BEGIN Material for this task
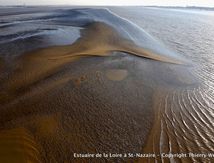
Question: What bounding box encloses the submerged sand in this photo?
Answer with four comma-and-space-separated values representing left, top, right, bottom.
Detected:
0, 7, 197, 162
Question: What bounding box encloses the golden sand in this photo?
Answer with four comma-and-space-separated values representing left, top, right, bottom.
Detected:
0, 22, 186, 162
0, 128, 41, 163
106, 69, 128, 81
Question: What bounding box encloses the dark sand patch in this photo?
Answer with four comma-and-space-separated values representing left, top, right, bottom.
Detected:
0, 128, 41, 163
0, 19, 196, 162
106, 69, 128, 81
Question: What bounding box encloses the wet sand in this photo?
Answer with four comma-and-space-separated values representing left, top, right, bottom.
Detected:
0, 7, 199, 162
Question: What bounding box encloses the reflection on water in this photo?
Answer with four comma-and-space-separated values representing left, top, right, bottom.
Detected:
112, 8, 214, 162
0, 5, 214, 162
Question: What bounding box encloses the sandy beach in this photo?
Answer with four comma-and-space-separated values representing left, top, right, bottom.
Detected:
0, 7, 212, 163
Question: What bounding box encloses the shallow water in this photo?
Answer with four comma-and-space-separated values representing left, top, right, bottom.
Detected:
0, 7, 214, 162
113, 8, 214, 162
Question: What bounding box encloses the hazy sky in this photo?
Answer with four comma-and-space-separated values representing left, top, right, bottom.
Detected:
0, 0, 214, 7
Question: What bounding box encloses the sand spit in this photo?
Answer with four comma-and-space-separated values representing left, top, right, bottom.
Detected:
0, 9, 196, 162
106, 69, 128, 81
0, 22, 180, 104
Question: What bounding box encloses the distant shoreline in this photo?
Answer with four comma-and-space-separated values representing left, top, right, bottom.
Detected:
0, 4, 214, 11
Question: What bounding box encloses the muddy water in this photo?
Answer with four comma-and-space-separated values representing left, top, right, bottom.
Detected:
0, 6, 214, 162
109, 8, 214, 162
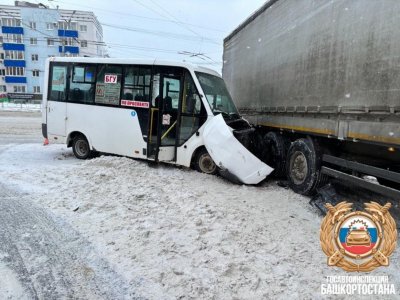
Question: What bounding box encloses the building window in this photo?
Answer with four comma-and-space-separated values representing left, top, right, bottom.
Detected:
6, 67, 25, 76
58, 22, 78, 30
46, 23, 54, 30
4, 33, 22, 44
61, 38, 74, 46
1, 18, 21, 27
14, 85, 25, 93
5, 50, 24, 60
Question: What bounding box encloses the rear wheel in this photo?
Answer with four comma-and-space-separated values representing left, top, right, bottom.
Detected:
72, 134, 92, 159
286, 139, 321, 195
194, 148, 217, 174
264, 132, 290, 177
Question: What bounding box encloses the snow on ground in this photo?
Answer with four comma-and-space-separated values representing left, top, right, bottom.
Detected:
0, 144, 400, 299
0, 253, 29, 300
0, 102, 42, 111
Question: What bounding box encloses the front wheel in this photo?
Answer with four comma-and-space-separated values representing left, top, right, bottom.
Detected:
194, 149, 218, 175
72, 134, 92, 159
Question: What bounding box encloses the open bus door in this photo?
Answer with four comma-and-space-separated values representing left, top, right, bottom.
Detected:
148, 67, 183, 162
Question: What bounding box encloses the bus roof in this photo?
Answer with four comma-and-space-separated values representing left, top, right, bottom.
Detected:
47, 57, 221, 77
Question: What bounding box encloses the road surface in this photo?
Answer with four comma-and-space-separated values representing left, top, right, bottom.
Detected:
0, 112, 135, 299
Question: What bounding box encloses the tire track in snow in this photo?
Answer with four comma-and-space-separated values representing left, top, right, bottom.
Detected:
0, 183, 141, 299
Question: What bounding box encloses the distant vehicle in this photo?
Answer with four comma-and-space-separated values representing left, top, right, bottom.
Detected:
42, 57, 269, 183
222, 0, 400, 199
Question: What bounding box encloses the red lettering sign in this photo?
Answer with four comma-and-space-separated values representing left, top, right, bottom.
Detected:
121, 100, 150, 108
104, 74, 118, 83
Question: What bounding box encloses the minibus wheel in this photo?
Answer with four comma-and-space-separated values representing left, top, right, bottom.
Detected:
72, 134, 92, 159
194, 148, 218, 174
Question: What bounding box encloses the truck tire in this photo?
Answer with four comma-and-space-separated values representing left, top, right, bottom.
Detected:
72, 134, 92, 159
286, 138, 321, 195
264, 131, 290, 177
194, 148, 218, 175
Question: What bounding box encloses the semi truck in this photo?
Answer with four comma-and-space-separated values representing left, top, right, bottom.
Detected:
222, 0, 400, 199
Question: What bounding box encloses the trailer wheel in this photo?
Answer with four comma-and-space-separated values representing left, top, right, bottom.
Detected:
194, 148, 218, 175
264, 131, 290, 177
72, 134, 92, 159
286, 139, 321, 195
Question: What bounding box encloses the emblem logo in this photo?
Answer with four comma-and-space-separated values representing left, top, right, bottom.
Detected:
320, 202, 397, 272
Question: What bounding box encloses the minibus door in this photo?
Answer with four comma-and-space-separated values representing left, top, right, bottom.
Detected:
148, 74, 182, 162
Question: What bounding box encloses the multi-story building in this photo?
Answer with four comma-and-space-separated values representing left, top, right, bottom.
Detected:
0, 1, 105, 99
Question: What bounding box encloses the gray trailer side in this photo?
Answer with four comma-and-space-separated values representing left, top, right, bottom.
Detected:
223, 0, 400, 145
223, 0, 400, 194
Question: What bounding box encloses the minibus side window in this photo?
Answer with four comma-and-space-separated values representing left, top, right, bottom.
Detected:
95, 65, 122, 106
48, 65, 68, 101
68, 65, 96, 104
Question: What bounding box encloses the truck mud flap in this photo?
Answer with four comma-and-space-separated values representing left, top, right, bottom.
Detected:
203, 115, 273, 184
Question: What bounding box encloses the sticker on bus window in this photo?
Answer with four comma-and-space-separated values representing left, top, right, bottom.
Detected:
51, 66, 67, 92
104, 74, 118, 83
121, 100, 150, 108
162, 114, 171, 125
96, 83, 104, 97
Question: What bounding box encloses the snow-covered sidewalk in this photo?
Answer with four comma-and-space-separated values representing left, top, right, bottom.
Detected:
0, 144, 400, 299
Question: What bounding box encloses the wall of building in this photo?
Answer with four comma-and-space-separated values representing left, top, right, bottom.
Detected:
0, 2, 105, 99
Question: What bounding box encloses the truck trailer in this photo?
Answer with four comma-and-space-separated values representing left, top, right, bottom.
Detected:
223, 0, 400, 197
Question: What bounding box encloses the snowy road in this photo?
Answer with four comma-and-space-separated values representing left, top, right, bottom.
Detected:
0, 111, 400, 299
0, 184, 134, 299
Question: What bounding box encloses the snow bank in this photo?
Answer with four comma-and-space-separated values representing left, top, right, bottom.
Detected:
0, 145, 400, 299
0, 102, 42, 111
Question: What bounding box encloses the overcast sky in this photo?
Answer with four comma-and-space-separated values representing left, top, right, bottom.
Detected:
1, 0, 266, 71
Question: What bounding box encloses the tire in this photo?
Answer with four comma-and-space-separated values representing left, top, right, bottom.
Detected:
194, 148, 218, 175
263, 132, 290, 178
286, 138, 322, 195
72, 134, 92, 159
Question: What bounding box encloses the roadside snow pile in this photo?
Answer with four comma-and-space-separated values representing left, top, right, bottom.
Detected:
0, 253, 29, 300
0, 145, 400, 299
0, 102, 42, 111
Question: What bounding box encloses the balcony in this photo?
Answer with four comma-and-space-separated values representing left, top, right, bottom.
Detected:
58, 29, 78, 38
3, 43, 25, 51
4, 59, 26, 68
5, 76, 26, 83
58, 46, 79, 54
1, 26, 24, 34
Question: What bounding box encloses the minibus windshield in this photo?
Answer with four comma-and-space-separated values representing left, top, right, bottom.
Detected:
196, 72, 240, 118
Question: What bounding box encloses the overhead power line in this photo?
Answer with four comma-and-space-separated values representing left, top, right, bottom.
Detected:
100, 23, 220, 45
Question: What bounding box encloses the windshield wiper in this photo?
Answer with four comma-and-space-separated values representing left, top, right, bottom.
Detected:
213, 109, 231, 119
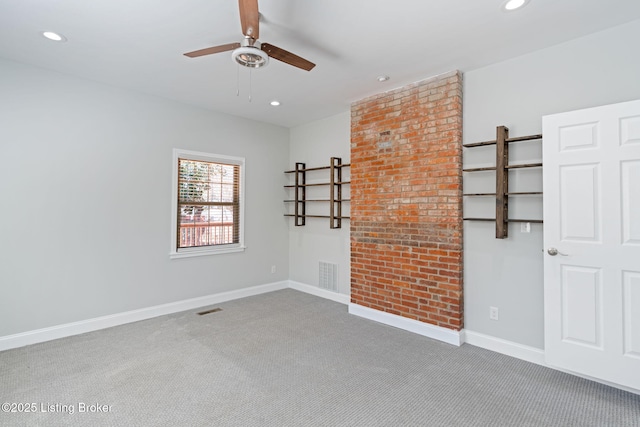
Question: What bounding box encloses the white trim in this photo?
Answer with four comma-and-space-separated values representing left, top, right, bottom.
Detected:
464, 329, 547, 366
349, 303, 464, 346
289, 280, 351, 305
0, 281, 288, 351
169, 245, 247, 259
169, 148, 246, 259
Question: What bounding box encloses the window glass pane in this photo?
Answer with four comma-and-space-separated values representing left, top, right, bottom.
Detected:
177, 159, 240, 248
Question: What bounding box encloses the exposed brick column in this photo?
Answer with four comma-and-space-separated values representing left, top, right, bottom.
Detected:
351, 72, 463, 330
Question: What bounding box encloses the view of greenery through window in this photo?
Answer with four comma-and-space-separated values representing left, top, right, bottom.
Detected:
178, 159, 240, 248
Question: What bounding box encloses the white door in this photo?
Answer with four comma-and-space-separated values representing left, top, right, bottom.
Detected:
542, 100, 640, 390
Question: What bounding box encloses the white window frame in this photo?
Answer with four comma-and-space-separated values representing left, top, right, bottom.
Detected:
169, 148, 246, 259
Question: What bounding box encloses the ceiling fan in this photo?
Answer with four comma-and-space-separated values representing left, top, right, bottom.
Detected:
184, 0, 316, 71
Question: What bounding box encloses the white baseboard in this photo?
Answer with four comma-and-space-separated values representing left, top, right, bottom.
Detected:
464, 329, 547, 366
289, 280, 351, 305
0, 281, 289, 351
349, 303, 464, 346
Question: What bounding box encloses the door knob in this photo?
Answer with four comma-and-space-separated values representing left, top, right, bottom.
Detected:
547, 248, 568, 256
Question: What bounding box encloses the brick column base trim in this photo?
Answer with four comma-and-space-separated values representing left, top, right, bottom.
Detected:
349, 303, 464, 347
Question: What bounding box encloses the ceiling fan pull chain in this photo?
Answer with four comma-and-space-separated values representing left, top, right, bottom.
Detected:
236, 64, 240, 96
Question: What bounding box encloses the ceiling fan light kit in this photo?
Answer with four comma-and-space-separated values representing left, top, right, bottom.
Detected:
184, 0, 316, 71
231, 46, 269, 68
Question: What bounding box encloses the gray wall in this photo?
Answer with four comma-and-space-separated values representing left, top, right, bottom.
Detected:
463, 21, 640, 348
285, 111, 351, 295
0, 61, 289, 336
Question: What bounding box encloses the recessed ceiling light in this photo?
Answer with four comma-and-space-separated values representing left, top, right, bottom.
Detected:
42, 31, 67, 42
502, 0, 529, 12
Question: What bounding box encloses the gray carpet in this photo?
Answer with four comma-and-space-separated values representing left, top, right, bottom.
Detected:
0, 290, 640, 427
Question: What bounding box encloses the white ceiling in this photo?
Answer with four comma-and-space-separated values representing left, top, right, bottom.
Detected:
0, 0, 640, 127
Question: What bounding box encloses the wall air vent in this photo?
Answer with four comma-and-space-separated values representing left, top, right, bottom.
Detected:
318, 261, 338, 292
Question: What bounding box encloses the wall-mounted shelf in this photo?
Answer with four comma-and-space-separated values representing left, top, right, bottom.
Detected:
284, 157, 351, 228
462, 126, 542, 239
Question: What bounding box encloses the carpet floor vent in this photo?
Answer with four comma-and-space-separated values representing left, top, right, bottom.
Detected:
318, 261, 338, 292
198, 308, 222, 316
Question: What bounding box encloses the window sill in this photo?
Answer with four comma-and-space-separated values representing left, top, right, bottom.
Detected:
169, 246, 246, 259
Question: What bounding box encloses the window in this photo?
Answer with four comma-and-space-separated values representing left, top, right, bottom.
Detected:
171, 149, 244, 258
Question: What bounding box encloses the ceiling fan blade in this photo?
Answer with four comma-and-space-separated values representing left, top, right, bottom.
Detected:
261, 43, 316, 71
184, 43, 240, 58
238, 0, 260, 40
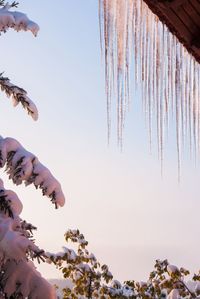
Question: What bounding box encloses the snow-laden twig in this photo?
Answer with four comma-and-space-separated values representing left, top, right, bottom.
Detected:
0, 137, 65, 208
0, 3, 39, 36
0, 73, 38, 120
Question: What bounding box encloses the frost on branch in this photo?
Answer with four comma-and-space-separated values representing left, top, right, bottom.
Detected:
0, 137, 65, 208
0, 3, 39, 36
0, 180, 56, 299
0, 74, 38, 120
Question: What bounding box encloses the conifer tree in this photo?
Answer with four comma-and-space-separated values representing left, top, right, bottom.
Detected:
0, 0, 65, 299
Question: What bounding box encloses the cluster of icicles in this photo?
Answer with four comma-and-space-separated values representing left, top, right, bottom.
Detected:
99, 0, 200, 173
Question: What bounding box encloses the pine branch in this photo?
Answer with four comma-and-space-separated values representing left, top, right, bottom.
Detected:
0, 4, 39, 36
0, 137, 65, 208
0, 73, 38, 120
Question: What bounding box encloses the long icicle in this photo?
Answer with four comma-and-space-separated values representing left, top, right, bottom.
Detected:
99, 0, 200, 174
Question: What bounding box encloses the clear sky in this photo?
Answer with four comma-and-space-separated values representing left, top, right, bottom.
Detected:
0, 0, 200, 280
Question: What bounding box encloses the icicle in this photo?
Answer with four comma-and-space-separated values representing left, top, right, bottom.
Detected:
99, 0, 200, 172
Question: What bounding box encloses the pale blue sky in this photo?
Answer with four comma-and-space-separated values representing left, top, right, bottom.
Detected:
0, 0, 200, 280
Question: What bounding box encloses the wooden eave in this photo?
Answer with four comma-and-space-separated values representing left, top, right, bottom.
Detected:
144, 0, 200, 63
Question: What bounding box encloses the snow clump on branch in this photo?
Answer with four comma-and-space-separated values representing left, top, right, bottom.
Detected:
0, 3, 39, 36
0, 137, 65, 208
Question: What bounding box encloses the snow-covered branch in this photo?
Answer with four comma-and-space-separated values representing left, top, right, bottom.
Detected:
0, 74, 38, 120
0, 180, 56, 299
0, 137, 65, 208
0, 3, 39, 36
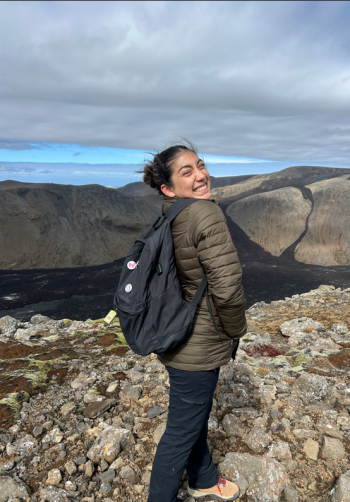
END Material for this task
● Written problem
Reproduce the listing starting at the line containing "Question: What bounding box encloses the icicle" and ending at the line containing "144, 0, 200, 63", both included, offsetting every bounding-box coordinate in the answers by adding 15. Leave every other line unchanged.

● Full output
Question: What bounding box encloses the icicle in this photo?
Answer with four comma-and-space-separated values representing left, top, right, bottom.
Detected:
114, 15, 215, 187
Question: What bounding box encloses the pale blue sky in this photo?
Answer with four comma-and-space-separated values representing left, top, right, bottom.
Detected:
15, 15, 215, 295
Question: What bounding box encloses the wooden eave in this photo?
Answer with four comma-and-space-separated values representing left, top, right, bottom.
Detected:
159, 15, 215, 78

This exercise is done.